Rick Jacobi


One of My Dead Friends
by Stephen Arod Shirreffs


This is something I wrote for a undergraduate class at Cal in Spring 1988. The class was taught by Satti Khanna, who is now at Duke ... evidently, he was a little too dynamic for the department we both called home. I read this to a classroom full of freshmen, all of them at least ten, and many fifteen, years younger than me. When I finished, noone said a word for the longest time.


To render the soul . . .

Odd that Sam D'Allesandro died while I was thinking about this. I'd been expecting him to die since my new friend Bob Giard told me of his experience in photographing Sam. His limpid beauty gone, he stared out from under his face -- gaunt, starving, aged before even he should think of age -- knowing as the poet knows that beauty is something, and that he had lost it. Sam died proud, I expect. Rick didn't. Sam wrote these words:

Zippering shut the open mouths
of gaping sentences, demanding
an ending for everything somewhere,
I wonder if the lines have said
at all what was intended. Sometimes
it's as if they existed in dreams
where definitions change: a cat
now winged, or a stranger
suddenly becomes your mother,
and one thing often means another.

[From "Word Whores", published in Slippery Sins. San Francisco: Ice Press, 1983.]

No, Rick didn't die proud; he died unconscious, but only after screaming at his fate. At his funeral, attended by his father who had beaten him bloody -- don't be agitated, reader, I'll return to this in a moment -- and his mother who chose only to heap scorn on the loves he found in the absence of what she could not give, and the brother who giggling and unsure and more concerned with his stage than the final stage his hapless brother had met, yes, at his funeral I said with my eyes closed and Roy looming, pacing, just bursting to get out of the place behind me, waiting, he later said he had not even known it was me speaking, at his funeral when I said, "I met Rick in a dark place ..."

It was always dark with Rick. He and Roy lived in a little cottage in the Mission. Roy's dead too you know, but it was Roy I knew first, and it was to Roy that I owed some debt of honor, some apprentice's eternal and ineluctable must that he must be my mentor even if as now and then and often I did other than as he did (and even too, you know, if in the end, I the apprentice had to care for him when he no longer could care for himself.) So one time I was in the cottage, and know that I knew Rick beforehand, but he read me his poetry. A spare place that kitchen, with Roy's bedroom right off it reeking of uncleaned sheets and leather and oil, we just sat on two chairs with the bare bulb over us and Rick read. I don't have that poem, and his self-appointed executor, a man whom Rick rejected not once but a thousand times, since once would have been rejection, and a thousand times is not rejecting at all, either doesn't have it or cannot find it or cannot quite sufficiently swallow the idea of what the poem was so that in stumbling on it he might just not know what it is he had found. His father, that is Rick's father, on the ranch outside Modesto, would cut the telephone wires, take the spark plugs out of the car, and then find some cord or some shovel or generally because he was a brute something unspeakable like a thick stick or barbed wire and slug the bejeezus out of Rick, while the brother who learned young his own stage would cower and wait, but never receive, because it was Rick that received.

EXTRACTED DATA ▸

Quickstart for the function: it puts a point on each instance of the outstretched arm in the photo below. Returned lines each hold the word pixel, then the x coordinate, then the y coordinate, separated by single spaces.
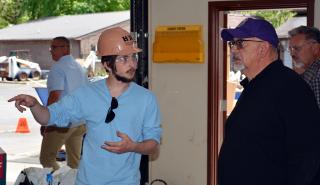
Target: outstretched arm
pixel 39 112
pixel 146 147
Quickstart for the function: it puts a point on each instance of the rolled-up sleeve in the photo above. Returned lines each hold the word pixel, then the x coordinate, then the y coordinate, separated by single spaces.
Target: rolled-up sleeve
pixel 152 121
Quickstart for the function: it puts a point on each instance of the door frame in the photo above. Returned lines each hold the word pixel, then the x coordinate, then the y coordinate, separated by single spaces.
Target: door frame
pixel 217 67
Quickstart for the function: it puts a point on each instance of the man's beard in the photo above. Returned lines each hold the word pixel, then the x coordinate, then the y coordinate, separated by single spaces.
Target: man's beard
pixel 121 78
pixel 238 67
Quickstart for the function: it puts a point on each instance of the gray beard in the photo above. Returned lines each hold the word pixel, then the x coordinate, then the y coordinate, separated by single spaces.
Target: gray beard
pixel 238 67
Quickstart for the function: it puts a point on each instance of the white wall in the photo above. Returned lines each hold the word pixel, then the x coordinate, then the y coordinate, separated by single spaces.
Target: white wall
pixel 182 93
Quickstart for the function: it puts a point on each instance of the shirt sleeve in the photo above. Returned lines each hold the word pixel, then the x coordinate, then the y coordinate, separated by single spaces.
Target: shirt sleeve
pixel 315 86
pixel 66 111
pixel 56 79
pixel 151 128
pixel 301 117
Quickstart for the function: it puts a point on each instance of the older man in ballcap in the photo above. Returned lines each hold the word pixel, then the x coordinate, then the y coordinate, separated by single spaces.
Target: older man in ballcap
pixel 272 135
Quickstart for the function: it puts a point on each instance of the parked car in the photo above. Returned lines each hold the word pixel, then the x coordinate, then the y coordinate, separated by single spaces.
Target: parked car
pixel 14 68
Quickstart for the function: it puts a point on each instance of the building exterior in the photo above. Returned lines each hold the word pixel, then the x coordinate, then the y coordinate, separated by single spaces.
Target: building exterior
pixel 32 40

TASK SET ▸
• A. Starting at the words "One of My Dead" and stopping after "the soul . . .", rewrite that part of the essay with "freshmen" changed to "first-year students".
• B. Answer these questions from the essay on Rick Jacobi:
(i) In what term and year was the essay written for an undergraduate class?
(ii) Which press published Slippery Sins?
(iii) Where did Rick and Roy live?

LIST OF ANSWERS ▸
• A.
One of My Dead Friends
by Stephen Arod Shirreffs


This is something I wrote for a undergraduate class at Cal in Spring 1988. The class was taught by Satti Khanna, who is now at Duke ... evidently, he was a little too dynamic for the department we both called home. I read this to a classroom full of first-year students, all of them at least ten, and many fifteen, years younger than me. When I finished, noone said a word for the longest time.


To render the soul . . .

• B.
(i) Spring 1988
(ii) Ice Press, San Francisco
(iii) In a little cottage in the Mission